What to do |
Repeat the material in full. Keep every line exactly as it is.

Dataset extract |
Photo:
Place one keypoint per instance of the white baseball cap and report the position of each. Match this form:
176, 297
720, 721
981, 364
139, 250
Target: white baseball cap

Correct result |
Photo:
Place one keypoint per instance of the white baseball cap and report the position of each. Match this form:
176, 297
720, 721
981, 364
139, 250
Target: white baseball cap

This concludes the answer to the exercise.